- _Material for this exercise_:

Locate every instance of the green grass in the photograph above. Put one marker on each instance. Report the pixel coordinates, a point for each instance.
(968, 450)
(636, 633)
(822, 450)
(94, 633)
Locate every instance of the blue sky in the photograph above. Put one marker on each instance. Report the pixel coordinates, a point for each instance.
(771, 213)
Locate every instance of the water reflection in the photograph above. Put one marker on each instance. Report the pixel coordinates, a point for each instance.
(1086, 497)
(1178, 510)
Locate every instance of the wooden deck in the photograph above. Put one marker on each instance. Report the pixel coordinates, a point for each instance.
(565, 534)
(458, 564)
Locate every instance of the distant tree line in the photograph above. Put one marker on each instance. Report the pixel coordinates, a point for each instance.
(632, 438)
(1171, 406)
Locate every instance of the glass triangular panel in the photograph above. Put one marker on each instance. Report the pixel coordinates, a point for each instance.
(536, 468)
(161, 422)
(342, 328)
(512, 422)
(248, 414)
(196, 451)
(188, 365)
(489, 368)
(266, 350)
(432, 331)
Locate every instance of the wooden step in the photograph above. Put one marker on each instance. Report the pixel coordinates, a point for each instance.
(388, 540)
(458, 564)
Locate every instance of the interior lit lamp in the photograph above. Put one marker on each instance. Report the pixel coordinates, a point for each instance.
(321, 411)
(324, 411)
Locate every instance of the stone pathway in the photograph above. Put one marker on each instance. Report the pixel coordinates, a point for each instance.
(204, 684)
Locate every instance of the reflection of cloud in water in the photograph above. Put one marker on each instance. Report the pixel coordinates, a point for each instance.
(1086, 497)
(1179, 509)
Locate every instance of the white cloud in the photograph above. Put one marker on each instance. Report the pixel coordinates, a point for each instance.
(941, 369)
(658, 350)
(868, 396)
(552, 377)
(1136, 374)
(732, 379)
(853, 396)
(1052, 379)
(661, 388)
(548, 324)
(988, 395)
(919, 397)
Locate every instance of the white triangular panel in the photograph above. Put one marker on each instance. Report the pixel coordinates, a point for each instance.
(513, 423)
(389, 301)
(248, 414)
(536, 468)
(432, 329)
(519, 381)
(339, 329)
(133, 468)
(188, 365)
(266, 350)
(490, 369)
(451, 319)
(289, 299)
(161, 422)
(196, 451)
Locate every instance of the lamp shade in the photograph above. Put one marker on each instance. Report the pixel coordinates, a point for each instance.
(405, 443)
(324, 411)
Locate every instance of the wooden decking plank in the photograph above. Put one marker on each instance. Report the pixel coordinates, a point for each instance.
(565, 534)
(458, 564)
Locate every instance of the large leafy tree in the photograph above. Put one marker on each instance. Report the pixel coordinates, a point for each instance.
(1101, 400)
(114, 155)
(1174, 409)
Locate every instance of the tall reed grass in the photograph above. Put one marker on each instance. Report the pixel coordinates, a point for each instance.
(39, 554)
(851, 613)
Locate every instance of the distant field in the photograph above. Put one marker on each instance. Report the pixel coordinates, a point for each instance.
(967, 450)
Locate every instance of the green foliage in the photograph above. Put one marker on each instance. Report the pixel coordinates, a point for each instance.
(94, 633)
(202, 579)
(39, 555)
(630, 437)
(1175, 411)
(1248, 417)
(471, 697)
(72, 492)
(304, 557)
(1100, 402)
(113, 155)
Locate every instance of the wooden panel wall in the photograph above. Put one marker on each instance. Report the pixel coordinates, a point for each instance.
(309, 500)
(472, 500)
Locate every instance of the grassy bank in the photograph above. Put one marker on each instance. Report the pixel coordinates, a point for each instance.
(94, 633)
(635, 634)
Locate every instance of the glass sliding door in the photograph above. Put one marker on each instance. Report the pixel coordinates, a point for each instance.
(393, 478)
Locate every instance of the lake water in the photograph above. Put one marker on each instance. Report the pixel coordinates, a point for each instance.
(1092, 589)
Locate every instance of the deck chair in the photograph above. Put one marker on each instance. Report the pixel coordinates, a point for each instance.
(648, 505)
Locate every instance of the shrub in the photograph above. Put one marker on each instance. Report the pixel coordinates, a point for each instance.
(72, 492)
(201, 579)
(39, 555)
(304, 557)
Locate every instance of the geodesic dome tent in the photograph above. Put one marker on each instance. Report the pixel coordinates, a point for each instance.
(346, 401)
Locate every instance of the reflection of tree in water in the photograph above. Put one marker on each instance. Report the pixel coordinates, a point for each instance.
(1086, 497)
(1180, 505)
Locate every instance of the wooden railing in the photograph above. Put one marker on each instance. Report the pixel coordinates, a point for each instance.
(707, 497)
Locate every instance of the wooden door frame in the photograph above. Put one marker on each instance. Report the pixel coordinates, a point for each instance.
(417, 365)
...
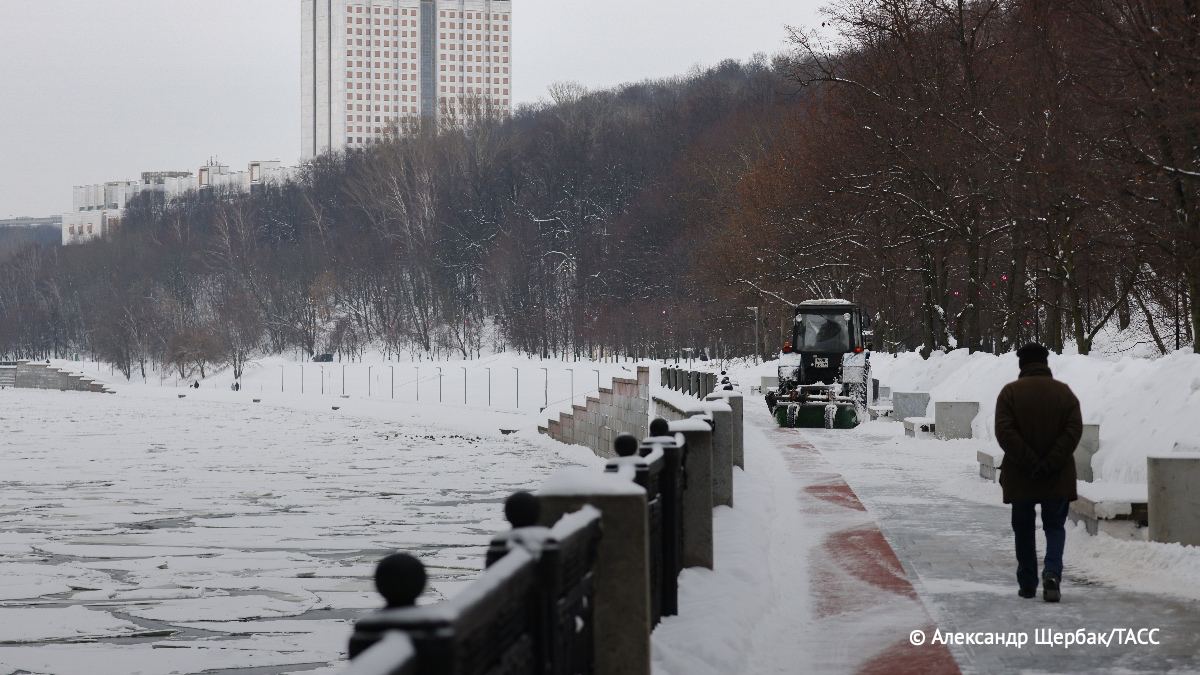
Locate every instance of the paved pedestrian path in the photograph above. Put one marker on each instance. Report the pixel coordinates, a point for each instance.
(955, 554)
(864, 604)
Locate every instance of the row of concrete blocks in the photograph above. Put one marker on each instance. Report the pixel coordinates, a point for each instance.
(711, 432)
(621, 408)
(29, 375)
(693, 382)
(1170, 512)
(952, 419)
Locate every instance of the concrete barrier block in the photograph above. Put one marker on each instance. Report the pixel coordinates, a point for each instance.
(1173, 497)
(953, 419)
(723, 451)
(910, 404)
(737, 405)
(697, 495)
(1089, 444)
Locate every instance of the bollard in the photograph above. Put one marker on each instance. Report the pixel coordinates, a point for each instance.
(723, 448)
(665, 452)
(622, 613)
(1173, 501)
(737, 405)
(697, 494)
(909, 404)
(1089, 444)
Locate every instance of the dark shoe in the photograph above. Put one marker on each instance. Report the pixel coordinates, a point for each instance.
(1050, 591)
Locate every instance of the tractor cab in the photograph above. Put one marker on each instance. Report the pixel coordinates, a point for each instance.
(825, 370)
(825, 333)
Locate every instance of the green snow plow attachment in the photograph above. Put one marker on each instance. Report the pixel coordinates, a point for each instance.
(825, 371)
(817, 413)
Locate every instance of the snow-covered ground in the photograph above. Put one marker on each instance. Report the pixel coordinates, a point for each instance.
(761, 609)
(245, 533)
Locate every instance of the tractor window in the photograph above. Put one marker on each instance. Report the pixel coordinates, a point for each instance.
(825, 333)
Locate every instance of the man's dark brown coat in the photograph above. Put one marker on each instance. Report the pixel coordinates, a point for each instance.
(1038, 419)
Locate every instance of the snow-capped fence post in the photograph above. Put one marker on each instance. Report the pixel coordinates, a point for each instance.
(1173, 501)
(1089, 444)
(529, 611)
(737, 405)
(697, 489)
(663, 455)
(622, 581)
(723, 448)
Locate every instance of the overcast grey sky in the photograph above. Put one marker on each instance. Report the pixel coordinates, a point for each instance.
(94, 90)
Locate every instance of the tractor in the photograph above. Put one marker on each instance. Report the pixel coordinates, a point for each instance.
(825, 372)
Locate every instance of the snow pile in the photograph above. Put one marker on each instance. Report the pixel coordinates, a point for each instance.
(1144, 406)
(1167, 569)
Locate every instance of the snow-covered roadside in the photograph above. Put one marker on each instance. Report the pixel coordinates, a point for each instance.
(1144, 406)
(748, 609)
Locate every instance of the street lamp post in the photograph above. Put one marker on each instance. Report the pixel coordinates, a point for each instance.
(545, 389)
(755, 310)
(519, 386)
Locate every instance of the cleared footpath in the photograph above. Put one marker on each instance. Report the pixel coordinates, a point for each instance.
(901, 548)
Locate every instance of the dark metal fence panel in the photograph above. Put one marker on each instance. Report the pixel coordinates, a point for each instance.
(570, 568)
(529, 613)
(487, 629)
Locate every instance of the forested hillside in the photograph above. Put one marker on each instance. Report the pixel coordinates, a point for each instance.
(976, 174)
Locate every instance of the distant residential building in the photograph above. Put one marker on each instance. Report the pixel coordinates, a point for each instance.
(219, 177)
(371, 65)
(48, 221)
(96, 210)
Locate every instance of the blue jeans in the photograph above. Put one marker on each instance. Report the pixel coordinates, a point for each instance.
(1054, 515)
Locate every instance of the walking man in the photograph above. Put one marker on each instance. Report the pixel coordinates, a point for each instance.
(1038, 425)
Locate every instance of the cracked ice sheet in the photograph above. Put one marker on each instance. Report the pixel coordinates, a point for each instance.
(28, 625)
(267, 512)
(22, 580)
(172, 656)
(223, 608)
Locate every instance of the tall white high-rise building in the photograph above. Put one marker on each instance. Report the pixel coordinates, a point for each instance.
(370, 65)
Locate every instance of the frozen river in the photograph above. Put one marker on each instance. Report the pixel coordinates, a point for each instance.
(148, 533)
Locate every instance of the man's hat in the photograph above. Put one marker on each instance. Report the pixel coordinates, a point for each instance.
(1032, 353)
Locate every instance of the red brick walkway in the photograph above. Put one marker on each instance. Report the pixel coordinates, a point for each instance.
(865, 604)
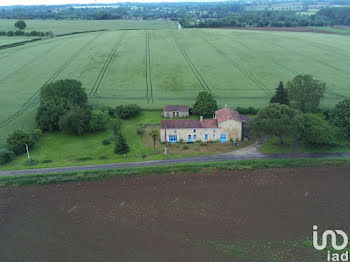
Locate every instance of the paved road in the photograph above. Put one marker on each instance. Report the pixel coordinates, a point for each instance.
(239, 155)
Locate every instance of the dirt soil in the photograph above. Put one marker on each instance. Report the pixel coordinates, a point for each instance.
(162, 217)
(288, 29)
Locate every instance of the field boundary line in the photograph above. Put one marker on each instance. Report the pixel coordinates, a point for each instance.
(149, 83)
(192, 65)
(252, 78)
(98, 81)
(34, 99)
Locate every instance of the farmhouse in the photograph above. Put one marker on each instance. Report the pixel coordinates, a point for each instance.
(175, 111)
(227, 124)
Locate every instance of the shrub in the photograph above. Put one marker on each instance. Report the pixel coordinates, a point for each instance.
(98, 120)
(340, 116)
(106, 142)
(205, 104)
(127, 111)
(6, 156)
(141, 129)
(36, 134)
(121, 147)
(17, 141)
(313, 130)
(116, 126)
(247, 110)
--
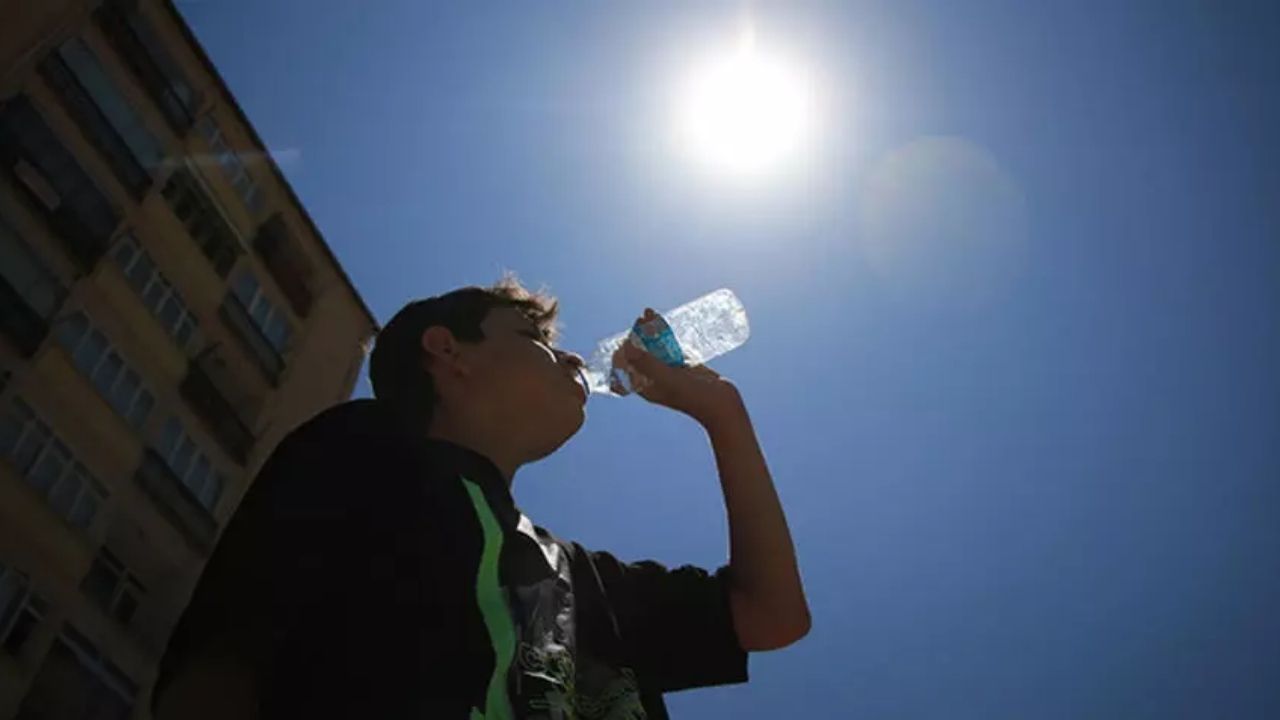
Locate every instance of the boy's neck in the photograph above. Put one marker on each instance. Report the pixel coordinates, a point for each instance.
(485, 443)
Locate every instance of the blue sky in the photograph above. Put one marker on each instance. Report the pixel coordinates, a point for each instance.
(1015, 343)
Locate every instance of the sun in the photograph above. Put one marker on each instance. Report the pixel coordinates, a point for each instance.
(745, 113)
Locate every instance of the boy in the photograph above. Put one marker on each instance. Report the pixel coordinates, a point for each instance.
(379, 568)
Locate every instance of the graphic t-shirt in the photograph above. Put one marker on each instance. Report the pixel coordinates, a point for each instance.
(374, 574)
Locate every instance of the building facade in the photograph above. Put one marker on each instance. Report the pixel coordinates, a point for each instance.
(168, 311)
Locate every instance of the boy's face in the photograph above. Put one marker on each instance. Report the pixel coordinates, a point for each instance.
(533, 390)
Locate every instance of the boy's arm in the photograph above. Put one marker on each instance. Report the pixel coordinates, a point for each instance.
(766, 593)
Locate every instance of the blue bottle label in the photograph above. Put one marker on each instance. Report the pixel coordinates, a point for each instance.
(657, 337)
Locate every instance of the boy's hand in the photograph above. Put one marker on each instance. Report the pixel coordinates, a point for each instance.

- _How to complete this task_:
The line above containing "Locate every instance of the blue bottle", the line containing "Locate every instance of the boy's hand", and every line between them are to be transcribed exactly; no other line is wanted.

- _Answer for the task_:
Locate every instance of the blue bottle label in the photograph above. Put one marker on each instance. Report the pixel coordinates, a point for each instance.
(657, 337)
Locate every instance of the boy's hand in the photograph above. Put one marker on each instance. Report the pixel coordinates, a point for each instance.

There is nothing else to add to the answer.